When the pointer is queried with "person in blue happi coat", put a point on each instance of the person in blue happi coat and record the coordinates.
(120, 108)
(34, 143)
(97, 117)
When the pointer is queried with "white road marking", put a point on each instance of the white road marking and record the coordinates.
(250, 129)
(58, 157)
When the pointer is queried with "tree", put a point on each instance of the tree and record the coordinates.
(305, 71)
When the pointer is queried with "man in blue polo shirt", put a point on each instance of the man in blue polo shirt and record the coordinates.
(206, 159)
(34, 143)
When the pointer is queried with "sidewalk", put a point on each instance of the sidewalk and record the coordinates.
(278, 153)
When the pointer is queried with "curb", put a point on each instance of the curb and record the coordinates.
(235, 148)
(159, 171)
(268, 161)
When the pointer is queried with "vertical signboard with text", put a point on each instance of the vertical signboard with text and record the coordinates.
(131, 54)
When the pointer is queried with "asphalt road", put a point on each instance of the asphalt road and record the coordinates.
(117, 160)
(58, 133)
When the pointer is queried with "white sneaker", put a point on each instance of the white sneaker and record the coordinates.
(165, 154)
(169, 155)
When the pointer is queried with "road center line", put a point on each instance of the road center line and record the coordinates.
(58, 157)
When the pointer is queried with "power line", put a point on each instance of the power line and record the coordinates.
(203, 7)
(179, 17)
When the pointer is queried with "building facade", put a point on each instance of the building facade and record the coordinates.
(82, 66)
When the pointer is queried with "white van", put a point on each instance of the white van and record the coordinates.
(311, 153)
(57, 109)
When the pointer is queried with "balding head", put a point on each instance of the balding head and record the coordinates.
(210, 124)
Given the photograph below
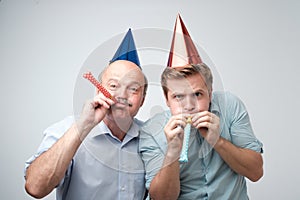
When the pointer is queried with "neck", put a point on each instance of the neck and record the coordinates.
(118, 127)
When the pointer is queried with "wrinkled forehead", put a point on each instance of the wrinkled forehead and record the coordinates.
(124, 74)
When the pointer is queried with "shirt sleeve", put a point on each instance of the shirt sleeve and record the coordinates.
(51, 135)
(240, 127)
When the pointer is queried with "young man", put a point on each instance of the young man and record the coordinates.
(222, 148)
(96, 156)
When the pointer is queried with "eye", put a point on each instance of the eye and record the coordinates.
(178, 96)
(112, 86)
(134, 88)
(198, 94)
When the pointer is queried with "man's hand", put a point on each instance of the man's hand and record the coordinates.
(93, 112)
(208, 125)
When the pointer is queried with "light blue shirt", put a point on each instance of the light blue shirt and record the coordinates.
(205, 175)
(103, 167)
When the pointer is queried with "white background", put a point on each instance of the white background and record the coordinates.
(254, 46)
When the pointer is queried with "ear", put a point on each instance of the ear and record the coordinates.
(167, 101)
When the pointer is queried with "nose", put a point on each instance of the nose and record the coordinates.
(121, 92)
(190, 103)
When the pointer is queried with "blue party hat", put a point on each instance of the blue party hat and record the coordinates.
(127, 50)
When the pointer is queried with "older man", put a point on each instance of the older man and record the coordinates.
(96, 156)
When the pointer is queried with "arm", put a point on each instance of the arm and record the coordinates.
(245, 162)
(46, 171)
(166, 184)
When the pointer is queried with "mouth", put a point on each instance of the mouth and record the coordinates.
(123, 103)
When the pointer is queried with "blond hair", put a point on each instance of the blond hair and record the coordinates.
(186, 71)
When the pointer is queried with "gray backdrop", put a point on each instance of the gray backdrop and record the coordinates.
(253, 47)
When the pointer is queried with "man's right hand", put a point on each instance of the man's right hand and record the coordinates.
(93, 112)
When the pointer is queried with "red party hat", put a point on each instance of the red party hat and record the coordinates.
(183, 51)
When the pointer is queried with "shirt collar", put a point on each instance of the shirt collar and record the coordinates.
(102, 129)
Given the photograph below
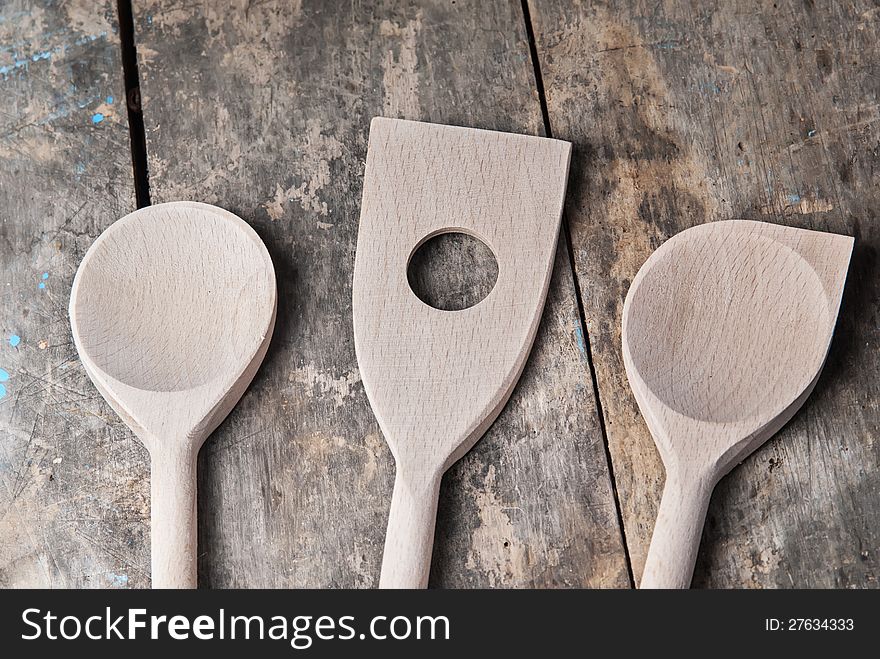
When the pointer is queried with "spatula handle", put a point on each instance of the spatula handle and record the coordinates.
(174, 526)
(409, 540)
(677, 532)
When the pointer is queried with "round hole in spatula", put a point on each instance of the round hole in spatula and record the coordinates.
(452, 271)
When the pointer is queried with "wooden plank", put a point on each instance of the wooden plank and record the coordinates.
(73, 486)
(681, 115)
(264, 109)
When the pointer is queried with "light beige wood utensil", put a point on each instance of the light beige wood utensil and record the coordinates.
(725, 331)
(172, 310)
(438, 379)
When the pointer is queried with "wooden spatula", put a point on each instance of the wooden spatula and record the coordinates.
(172, 310)
(725, 331)
(437, 379)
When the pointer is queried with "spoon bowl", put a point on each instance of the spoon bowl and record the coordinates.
(172, 310)
(725, 331)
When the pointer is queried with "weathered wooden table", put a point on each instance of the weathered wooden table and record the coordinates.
(680, 113)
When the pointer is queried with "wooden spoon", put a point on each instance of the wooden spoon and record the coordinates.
(725, 331)
(172, 310)
(437, 379)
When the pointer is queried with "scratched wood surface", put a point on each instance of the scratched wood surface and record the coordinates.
(679, 114)
(684, 113)
(264, 109)
(73, 481)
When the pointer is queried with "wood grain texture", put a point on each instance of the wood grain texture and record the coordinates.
(172, 311)
(768, 111)
(436, 379)
(74, 502)
(725, 331)
(264, 108)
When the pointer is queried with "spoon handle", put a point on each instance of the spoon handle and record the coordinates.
(677, 532)
(409, 540)
(173, 518)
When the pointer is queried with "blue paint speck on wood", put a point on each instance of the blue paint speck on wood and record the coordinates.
(118, 580)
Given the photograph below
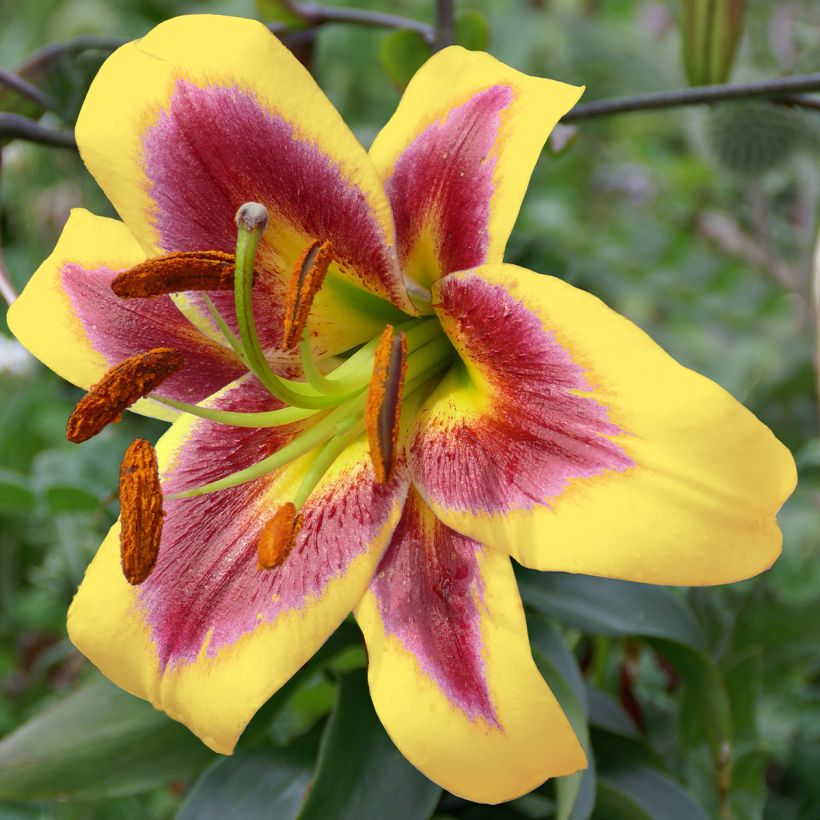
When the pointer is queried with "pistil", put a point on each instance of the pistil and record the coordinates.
(251, 220)
(428, 360)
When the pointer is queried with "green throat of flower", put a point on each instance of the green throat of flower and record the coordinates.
(365, 393)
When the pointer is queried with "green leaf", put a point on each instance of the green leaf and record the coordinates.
(16, 497)
(402, 54)
(641, 792)
(97, 742)
(711, 31)
(71, 498)
(607, 714)
(472, 30)
(360, 773)
(547, 639)
(604, 606)
(263, 782)
(704, 696)
(275, 11)
(575, 793)
(748, 793)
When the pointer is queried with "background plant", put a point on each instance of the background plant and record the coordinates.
(698, 222)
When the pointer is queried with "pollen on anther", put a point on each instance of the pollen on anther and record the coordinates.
(278, 537)
(384, 397)
(141, 512)
(176, 272)
(119, 388)
(308, 275)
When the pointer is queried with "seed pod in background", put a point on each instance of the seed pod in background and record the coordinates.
(711, 31)
(752, 136)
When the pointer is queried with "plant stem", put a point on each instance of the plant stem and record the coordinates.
(317, 15)
(445, 24)
(776, 87)
(15, 126)
(7, 290)
(26, 89)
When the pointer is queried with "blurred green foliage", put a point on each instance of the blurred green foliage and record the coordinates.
(692, 703)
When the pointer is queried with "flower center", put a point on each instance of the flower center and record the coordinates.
(364, 393)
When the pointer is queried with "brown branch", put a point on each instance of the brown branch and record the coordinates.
(25, 89)
(7, 290)
(54, 51)
(314, 14)
(15, 126)
(699, 95)
(445, 24)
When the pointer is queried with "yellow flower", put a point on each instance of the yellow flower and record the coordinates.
(477, 410)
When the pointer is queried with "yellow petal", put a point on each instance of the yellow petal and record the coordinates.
(457, 156)
(206, 112)
(581, 446)
(69, 318)
(450, 668)
(208, 637)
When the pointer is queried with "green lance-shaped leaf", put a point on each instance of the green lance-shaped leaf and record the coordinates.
(16, 495)
(261, 782)
(575, 793)
(603, 606)
(97, 742)
(621, 608)
(403, 53)
(642, 793)
(360, 773)
(711, 31)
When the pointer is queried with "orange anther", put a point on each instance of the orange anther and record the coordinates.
(384, 397)
(278, 537)
(119, 388)
(141, 511)
(176, 272)
(307, 277)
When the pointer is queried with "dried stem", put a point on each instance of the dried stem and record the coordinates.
(7, 290)
(699, 95)
(316, 15)
(15, 126)
(25, 89)
(445, 24)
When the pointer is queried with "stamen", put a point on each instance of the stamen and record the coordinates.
(141, 511)
(251, 219)
(305, 281)
(278, 537)
(384, 397)
(176, 272)
(119, 388)
(426, 362)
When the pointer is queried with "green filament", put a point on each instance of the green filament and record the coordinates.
(428, 360)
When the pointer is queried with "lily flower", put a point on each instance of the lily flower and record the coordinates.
(371, 412)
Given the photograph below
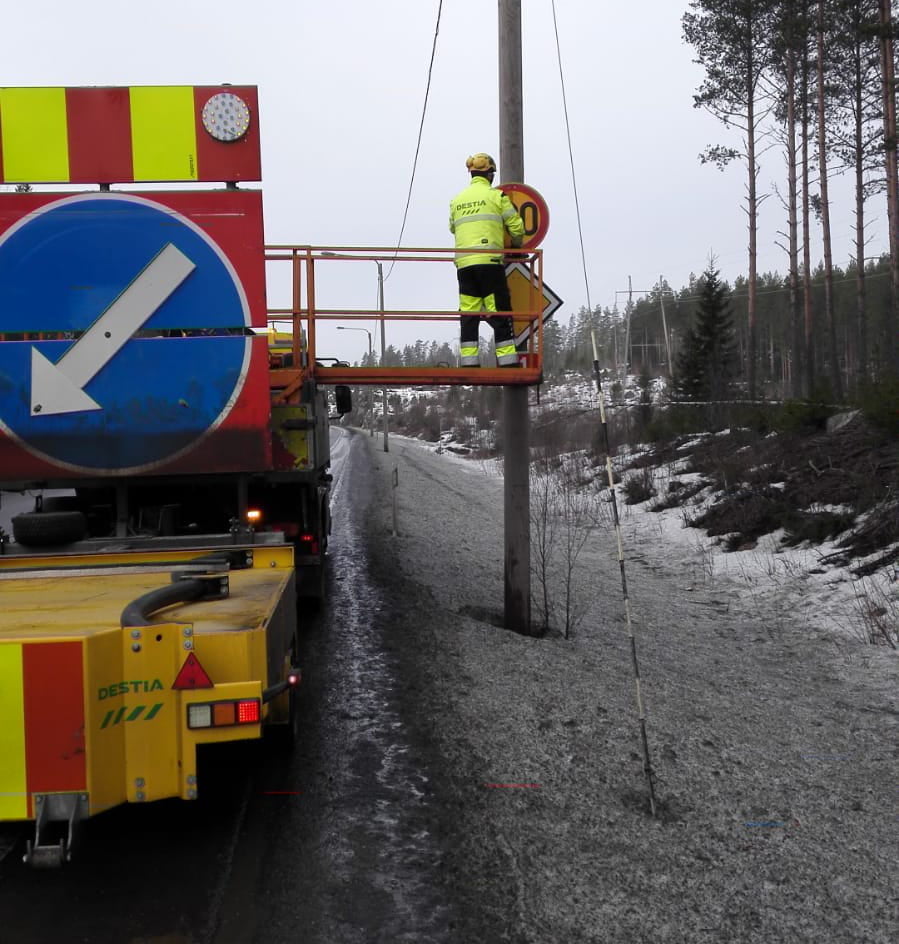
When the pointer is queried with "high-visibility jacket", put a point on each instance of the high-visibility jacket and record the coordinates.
(479, 216)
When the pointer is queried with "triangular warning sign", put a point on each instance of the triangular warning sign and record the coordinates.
(192, 675)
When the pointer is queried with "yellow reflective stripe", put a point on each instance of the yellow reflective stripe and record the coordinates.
(163, 132)
(35, 135)
(13, 786)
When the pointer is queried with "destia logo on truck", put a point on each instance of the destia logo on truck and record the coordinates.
(137, 687)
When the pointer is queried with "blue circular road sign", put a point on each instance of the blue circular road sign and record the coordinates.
(125, 333)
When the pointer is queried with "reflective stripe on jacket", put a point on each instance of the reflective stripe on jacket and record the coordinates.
(479, 216)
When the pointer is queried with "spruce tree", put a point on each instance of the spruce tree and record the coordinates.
(707, 362)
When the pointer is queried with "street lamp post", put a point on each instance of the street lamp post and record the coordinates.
(383, 347)
(371, 399)
(337, 255)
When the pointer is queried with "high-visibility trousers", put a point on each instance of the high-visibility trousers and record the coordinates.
(483, 288)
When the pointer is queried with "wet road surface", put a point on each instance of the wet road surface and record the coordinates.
(332, 841)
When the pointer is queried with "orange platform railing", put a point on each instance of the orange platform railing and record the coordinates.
(293, 328)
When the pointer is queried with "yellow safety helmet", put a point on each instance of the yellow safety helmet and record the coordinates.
(481, 162)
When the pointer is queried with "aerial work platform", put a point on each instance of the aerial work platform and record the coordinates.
(294, 326)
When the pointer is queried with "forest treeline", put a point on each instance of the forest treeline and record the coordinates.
(811, 86)
(814, 80)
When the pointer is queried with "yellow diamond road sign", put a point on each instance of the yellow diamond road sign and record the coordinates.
(518, 277)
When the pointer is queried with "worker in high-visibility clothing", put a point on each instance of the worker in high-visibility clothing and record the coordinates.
(479, 217)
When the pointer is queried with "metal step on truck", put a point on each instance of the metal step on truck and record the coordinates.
(148, 598)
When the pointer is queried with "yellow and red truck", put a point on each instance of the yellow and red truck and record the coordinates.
(152, 608)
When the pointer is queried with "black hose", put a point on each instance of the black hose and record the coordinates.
(138, 612)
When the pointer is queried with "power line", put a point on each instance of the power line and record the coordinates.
(420, 131)
(577, 206)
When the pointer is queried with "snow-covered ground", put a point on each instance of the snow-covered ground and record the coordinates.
(797, 579)
(772, 733)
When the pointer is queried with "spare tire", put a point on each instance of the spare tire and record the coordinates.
(48, 528)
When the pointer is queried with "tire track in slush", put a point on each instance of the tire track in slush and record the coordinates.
(376, 845)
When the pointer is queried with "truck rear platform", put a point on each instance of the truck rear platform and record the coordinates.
(117, 663)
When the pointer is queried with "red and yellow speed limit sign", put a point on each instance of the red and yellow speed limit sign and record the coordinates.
(533, 211)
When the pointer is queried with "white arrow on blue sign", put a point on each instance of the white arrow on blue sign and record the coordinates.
(155, 325)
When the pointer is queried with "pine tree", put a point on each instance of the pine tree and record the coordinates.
(707, 362)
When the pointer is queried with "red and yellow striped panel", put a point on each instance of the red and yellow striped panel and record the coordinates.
(13, 785)
(41, 723)
(121, 135)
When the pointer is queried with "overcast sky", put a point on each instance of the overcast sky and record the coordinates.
(341, 90)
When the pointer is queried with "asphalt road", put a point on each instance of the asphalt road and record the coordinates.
(332, 841)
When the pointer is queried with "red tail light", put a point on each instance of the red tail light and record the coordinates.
(248, 711)
(308, 543)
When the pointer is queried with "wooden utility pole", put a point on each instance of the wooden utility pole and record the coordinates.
(517, 497)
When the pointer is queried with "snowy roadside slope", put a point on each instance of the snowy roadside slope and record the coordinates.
(775, 750)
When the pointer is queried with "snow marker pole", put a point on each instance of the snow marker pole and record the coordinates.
(647, 763)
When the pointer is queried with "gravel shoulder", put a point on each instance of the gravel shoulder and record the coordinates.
(774, 744)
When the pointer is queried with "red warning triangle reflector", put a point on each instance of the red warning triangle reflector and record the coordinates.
(192, 675)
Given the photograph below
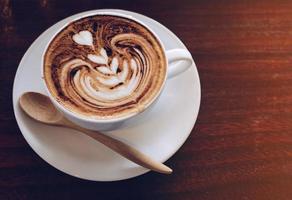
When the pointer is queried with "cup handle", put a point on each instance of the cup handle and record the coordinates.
(179, 60)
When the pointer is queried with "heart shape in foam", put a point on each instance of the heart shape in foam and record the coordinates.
(83, 38)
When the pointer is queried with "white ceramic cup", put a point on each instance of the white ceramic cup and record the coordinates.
(178, 60)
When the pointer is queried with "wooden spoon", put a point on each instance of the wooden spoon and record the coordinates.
(40, 108)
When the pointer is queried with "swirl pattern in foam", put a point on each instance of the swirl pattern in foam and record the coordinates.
(104, 67)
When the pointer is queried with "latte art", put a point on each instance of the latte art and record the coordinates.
(104, 67)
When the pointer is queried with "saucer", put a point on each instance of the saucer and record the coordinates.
(158, 133)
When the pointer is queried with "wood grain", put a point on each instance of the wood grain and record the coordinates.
(241, 145)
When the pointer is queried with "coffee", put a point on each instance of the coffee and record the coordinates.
(104, 67)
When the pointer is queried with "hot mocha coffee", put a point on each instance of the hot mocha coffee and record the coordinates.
(104, 67)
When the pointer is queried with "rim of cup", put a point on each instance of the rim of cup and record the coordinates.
(101, 120)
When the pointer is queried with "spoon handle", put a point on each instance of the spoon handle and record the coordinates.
(125, 150)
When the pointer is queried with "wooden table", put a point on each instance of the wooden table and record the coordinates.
(241, 145)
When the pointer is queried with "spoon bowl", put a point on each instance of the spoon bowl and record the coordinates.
(40, 108)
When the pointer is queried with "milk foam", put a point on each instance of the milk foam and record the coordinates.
(106, 71)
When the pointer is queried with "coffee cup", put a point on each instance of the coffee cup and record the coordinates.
(174, 61)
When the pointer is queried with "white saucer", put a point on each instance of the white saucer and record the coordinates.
(158, 133)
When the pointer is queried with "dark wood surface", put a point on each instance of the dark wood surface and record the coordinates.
(241, 145)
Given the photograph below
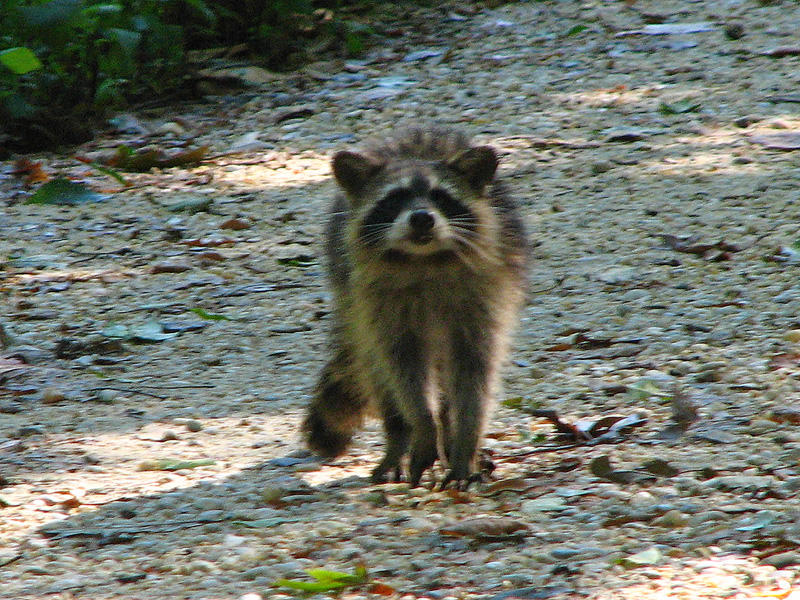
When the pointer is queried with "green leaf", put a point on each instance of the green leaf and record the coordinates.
(327, 580)
(127, 40)
(17, 107)
(109, 92)
(203, 9)
(337, 576)
(515, 402)
(103, 9)
(310, 586)
(64, 192)
(55, 13)
(209, 316)
(20, 60)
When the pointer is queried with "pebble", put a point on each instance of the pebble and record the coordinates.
(671, 519)
(52, 395)
(782, 560)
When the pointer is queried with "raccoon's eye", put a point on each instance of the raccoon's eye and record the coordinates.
(449, 206)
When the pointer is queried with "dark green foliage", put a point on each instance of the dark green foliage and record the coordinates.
(65, 63)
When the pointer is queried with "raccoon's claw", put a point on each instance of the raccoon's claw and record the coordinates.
(461, 483)
(386, 475)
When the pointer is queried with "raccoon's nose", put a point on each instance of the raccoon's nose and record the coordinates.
(421, 221)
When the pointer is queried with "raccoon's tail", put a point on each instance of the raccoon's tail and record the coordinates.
(337, 410)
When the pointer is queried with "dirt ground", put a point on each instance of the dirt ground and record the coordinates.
(158, 346)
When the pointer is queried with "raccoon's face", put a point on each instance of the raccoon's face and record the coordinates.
(412, 208)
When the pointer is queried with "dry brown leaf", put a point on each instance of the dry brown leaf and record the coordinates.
(486, 527)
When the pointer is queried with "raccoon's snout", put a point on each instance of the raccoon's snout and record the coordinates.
(421, 221)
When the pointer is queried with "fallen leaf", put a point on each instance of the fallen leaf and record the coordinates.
(647, 557)
(144, 159)
(782, 51)
(668, 29)
(783, 140)
(192, 205)
(785, 415)
(171, 464)
(601, 467)
(660, 467)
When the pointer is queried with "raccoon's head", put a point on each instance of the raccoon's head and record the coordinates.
(416, 206)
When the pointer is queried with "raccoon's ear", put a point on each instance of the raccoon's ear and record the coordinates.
(352, 170)
(477, 164)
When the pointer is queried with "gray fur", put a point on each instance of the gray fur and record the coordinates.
(419, 336)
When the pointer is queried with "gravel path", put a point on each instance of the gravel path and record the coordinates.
(664, 285)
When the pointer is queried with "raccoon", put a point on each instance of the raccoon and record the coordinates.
(427, 257)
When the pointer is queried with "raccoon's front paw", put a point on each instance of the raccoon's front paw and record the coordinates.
(421, 460)
(383, 474)
(461, 481)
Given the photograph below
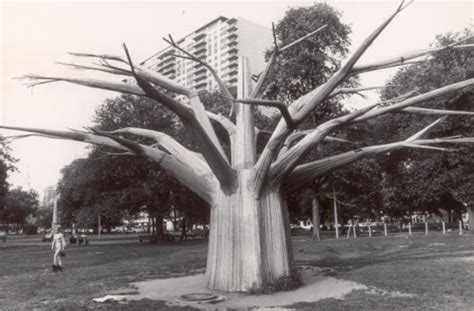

To do
Report each line in the rows above that contains the word "white".

Correct result
When the pointer is queried with "white road marking", put a point on each instance of the white road marking and record the coordinates.
When the pointer is queried with "white sneaker", put a point on each instance of the white sneaker and record the coordinates.
When the pointer is queried with "white van", put a point on each instance of the white van and record the coordinates.
When the pointer is queried with "white background", put a point on each instance of the white background and record the coordinates.
When the pointer is queried with "white arrow on blue sign", put a point on each instance of the white arrow on blue sign and record the coordinates.
When the pointer is queried with "white ceramic cup", put a point on each instance of the white ceramic cup and record the coordinates.
When the pointer is queried with "white saucer", put a point on each instance of the white saucer and record the coordinates.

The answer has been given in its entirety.